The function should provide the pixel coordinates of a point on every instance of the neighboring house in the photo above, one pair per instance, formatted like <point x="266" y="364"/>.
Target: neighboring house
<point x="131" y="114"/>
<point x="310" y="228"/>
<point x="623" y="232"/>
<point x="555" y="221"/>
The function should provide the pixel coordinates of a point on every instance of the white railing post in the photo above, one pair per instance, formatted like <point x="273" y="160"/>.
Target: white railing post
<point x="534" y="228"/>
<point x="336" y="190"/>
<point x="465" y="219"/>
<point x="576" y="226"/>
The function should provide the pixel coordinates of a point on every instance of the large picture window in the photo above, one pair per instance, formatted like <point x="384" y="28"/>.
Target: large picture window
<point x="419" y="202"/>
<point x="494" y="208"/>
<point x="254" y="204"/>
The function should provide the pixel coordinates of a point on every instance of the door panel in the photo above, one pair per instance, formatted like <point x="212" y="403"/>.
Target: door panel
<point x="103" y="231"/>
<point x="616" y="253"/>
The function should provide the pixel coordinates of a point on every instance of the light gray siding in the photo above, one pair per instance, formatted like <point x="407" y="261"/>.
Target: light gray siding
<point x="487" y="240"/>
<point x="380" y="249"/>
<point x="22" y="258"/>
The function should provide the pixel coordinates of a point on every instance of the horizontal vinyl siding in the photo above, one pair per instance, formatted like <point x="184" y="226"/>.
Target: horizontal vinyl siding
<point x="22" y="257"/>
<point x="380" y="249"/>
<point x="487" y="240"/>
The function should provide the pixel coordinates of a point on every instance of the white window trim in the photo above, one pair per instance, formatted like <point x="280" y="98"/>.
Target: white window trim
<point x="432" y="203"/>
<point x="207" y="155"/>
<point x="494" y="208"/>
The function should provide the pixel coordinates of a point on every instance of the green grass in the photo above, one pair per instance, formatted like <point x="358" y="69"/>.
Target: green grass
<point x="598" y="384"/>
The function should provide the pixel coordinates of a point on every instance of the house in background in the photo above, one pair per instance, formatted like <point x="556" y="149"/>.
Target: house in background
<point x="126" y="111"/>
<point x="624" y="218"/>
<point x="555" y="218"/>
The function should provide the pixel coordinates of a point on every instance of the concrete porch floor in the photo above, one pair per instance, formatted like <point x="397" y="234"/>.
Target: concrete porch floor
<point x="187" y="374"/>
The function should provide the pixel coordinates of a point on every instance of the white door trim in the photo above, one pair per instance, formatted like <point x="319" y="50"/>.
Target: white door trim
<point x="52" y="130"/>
• • • • •
• THE REQUEST
Extract the full listing and reproduce each line exactly.

• SOLUTION TO THIS TASK
The function should provide the pixel coordinates of a point on every instance of the neighboring house in the photo above, one pair per instance, formatted like <point x="266" y="364"/>.
Target: neighboring house
<point x="131" y="114"/>
<point x="310" y="228"/>
<point x="623" y="232"/>
<point x="555" y="221"/>
The function should provide the pixel coordinates of a point on every instance of the white railing post in the photo above, one pair per instance, formatted like <point x="273" y="160"/>.
Target: white railing post
<point x="534" y="228"/>
<point x="336" y="190"/>
<point x="465" y="219"/>
<point x="576" y="226"/>
The function should provide the pixel coordinates of a point on every instance of the large picture window in the photo above, one pair per instance, formatted like <point x="384" y="28"/>.
Target: large picture window
<point x="419" y="202"/>
<point x="494" y="208"/>
<point x="254" y="204"/>
The function should provide the pixel coordinates of a point on every instance of the door panel in the photo above, one pair per instance, formatted like <point x="212" y="403"/>.
Target: door panel
<point x="103" y="231"/>
<point x="616" y="253"/>
The function should provide the pixel coordinates of a point on every instance of the light gray siding in the photo above, one pair per instance, formatted like <point x="407" y="261"/>.
Target: light gray siding
<point x="487" y="240"/>
<point x="380" y="249"/>
<point x="22" y="258"/>
The function should provide the pixel coordinates of a point on every instance of the horizontal vinyl siding in the photo above, one pair per instance, formatted like <point x="184" y="226"/>.
Target: horizontal vinyl siding
<point x="22" y="257"/>
<point x="380" y="249"/>
<point x="487" y="240"/>
The function should provide the pixel coordinates of a point on every instance of the white window trim in the photo above, one pair per instance, formatted like <point x="280" y="98"/>.
Target: white window trim
<point x="432" y="203"/>
<point x="207" y="155"/>
<point x="494" y="208"/>
The function should provide the pixel coordinates of a point on every instance of the green grass in the photo above, one pair per instance, formatted like <point x="358" y="69"/>.
Target: green grass
<point x="598" y="384"/>
The function should provide the pixel coordinates of a point on every instance of the house in background in the photo above, one pair per instance, formatted like <point x="556" y="149"/>.
Target: house in background
<point x="126" y="111"/>
<point x="624" y="218"/>
<point x="555" y="218"/>
The function should provide the pixel coordinates of a point on every instance of the concrete porch floor in the photo above, one pair per instance, formatted like <point x="397" y="234"/>.
Target: concrete porch floor
<point x="187" y="374"/>
The function should provide the pixel coordinates of a point on every instance of the white door trim in the photo above, one pair per instance, formatted like <point x="319" y="50"/>.
Target: white door trim
<point x="52" y="130"/>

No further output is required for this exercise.